(Natural-language object grounding data)
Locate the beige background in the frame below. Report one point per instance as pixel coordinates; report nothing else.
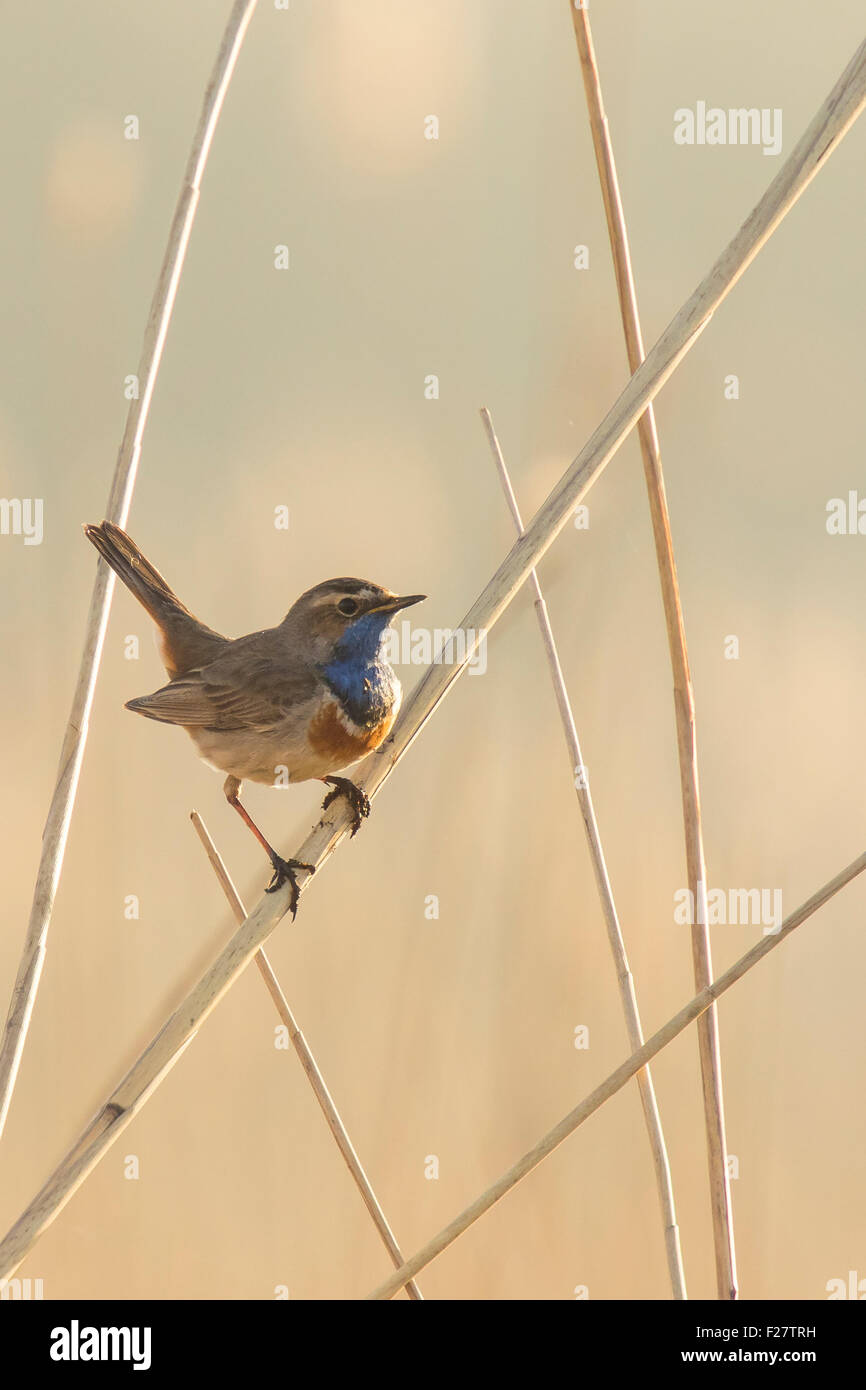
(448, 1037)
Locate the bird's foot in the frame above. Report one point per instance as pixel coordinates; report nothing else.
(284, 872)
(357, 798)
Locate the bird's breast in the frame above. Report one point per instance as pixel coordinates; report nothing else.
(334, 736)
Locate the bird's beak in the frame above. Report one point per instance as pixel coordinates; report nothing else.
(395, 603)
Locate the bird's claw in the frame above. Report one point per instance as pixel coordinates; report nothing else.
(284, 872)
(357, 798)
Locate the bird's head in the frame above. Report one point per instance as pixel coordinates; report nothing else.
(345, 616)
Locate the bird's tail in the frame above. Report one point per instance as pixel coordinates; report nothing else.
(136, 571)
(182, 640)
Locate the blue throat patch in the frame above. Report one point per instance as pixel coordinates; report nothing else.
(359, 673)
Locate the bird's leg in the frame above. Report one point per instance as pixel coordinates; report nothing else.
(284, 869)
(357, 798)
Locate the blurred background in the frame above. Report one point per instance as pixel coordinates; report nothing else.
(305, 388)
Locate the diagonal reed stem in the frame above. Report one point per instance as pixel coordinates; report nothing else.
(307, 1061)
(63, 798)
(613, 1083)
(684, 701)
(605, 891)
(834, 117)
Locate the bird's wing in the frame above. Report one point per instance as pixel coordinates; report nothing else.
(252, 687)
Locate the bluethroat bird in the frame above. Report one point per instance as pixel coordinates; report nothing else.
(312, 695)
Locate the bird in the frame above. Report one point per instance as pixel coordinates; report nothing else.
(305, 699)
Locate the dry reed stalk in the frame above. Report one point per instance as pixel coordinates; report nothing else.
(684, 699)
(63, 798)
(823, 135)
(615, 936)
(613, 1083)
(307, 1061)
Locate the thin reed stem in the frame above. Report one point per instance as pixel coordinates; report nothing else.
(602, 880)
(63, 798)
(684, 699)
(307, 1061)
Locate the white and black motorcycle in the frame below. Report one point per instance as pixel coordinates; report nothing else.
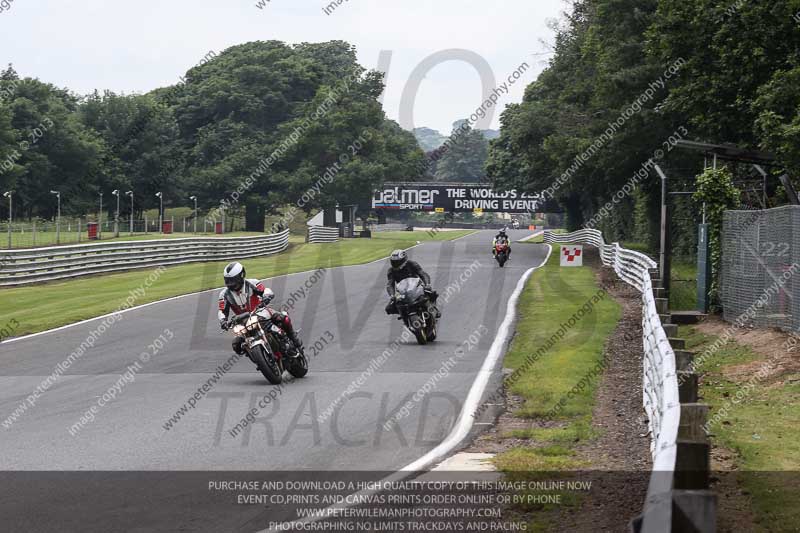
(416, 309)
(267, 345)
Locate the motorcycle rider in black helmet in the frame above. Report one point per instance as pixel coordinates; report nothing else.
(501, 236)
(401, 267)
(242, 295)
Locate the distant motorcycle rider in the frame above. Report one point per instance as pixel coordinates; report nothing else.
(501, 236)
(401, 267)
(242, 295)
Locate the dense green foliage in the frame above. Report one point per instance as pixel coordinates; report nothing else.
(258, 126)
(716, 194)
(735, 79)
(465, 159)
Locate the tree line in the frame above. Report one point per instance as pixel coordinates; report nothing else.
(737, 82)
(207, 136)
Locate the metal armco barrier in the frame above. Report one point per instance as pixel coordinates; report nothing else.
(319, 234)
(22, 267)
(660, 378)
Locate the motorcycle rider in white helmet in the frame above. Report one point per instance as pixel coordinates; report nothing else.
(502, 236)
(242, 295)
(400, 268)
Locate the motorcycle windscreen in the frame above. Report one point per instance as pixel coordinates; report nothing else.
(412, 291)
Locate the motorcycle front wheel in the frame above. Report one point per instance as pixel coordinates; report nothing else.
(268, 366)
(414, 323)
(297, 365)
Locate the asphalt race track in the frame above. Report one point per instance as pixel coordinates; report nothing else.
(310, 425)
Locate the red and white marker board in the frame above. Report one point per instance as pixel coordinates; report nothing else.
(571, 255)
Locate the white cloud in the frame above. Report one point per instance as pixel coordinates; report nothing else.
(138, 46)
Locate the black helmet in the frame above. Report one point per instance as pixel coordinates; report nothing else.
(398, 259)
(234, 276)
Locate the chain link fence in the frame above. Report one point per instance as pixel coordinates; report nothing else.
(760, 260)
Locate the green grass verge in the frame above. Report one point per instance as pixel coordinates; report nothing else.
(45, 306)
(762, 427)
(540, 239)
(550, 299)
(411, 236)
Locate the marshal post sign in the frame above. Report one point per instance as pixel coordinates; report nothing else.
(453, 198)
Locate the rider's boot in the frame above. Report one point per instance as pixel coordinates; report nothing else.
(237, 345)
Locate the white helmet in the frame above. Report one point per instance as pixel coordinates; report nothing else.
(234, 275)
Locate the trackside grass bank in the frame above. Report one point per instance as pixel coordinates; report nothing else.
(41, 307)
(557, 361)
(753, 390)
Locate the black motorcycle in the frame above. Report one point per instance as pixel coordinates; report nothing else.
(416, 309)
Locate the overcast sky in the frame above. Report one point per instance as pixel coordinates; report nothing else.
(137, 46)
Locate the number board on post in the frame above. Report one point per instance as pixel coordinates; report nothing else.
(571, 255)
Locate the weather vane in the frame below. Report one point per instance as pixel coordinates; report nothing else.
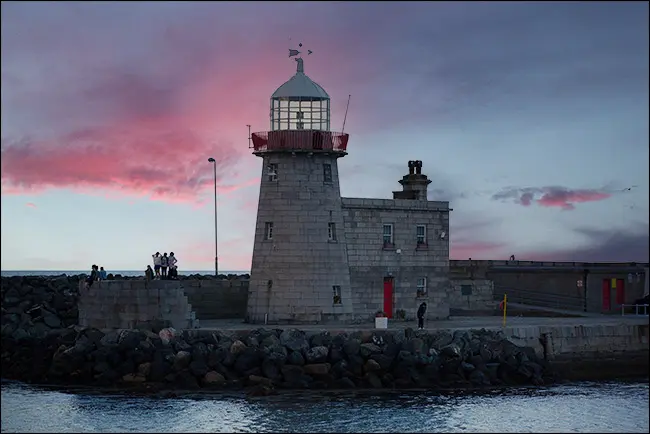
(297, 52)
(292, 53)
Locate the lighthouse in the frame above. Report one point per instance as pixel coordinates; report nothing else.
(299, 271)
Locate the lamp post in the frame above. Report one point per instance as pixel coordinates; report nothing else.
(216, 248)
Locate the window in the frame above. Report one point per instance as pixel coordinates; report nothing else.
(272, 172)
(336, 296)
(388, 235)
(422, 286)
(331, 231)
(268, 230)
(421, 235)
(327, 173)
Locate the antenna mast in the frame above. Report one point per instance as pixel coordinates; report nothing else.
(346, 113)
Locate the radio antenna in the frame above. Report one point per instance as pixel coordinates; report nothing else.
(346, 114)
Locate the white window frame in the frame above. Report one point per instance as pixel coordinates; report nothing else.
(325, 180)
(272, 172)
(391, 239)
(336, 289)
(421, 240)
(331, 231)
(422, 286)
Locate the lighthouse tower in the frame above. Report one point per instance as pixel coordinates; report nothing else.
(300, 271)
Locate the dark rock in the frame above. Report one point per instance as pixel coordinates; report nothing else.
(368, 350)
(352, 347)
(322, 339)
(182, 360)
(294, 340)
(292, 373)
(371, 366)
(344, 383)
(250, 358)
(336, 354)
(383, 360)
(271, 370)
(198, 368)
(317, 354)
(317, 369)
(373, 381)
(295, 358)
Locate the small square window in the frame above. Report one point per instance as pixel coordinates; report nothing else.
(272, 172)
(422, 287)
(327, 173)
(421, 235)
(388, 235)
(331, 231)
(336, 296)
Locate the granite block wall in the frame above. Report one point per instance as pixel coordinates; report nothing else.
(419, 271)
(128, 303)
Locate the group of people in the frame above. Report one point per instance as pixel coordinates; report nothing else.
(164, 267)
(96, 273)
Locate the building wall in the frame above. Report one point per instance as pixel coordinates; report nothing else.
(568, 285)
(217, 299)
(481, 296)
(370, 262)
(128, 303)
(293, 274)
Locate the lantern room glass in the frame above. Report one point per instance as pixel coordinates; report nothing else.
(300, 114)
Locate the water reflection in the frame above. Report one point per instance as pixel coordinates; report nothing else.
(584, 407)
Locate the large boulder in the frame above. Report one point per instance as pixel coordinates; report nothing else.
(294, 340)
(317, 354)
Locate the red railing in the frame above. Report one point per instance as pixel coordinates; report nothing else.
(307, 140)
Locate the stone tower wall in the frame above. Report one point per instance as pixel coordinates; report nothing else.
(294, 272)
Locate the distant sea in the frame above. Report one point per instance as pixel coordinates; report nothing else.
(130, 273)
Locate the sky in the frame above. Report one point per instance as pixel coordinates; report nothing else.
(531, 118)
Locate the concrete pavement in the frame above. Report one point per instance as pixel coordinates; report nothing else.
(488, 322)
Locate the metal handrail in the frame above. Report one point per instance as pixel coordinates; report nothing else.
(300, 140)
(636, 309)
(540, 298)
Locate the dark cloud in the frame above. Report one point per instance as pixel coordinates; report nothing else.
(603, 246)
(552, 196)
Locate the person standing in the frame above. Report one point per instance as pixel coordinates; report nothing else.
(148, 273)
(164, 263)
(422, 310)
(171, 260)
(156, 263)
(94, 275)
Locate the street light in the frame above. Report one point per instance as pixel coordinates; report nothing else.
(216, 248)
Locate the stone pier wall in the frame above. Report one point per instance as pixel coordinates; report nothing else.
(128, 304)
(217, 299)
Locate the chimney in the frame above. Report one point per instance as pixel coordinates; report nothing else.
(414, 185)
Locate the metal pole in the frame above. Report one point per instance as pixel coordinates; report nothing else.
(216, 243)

Task to carry out: Print exactly the lines from the one containing "Locate the street" through the last line of the records above, both included.

Result:
Locate the street light in the frame above. Report one point per instance as pixel coordinates; report nothing else.
(216, 248)
Locate the stone pier wall in the frame above. Report one point per instance as pixel coordinates; report nothing else.
(128, 304)
(217, 299)
Locate the chimney in the frame above. Report one point per instance as pixel coordinates; report nothing else.
(414, 185)
Locate the metal pole in the frame above. Report one point per instance as pixel coordinates; report nothing else.
(216, 243)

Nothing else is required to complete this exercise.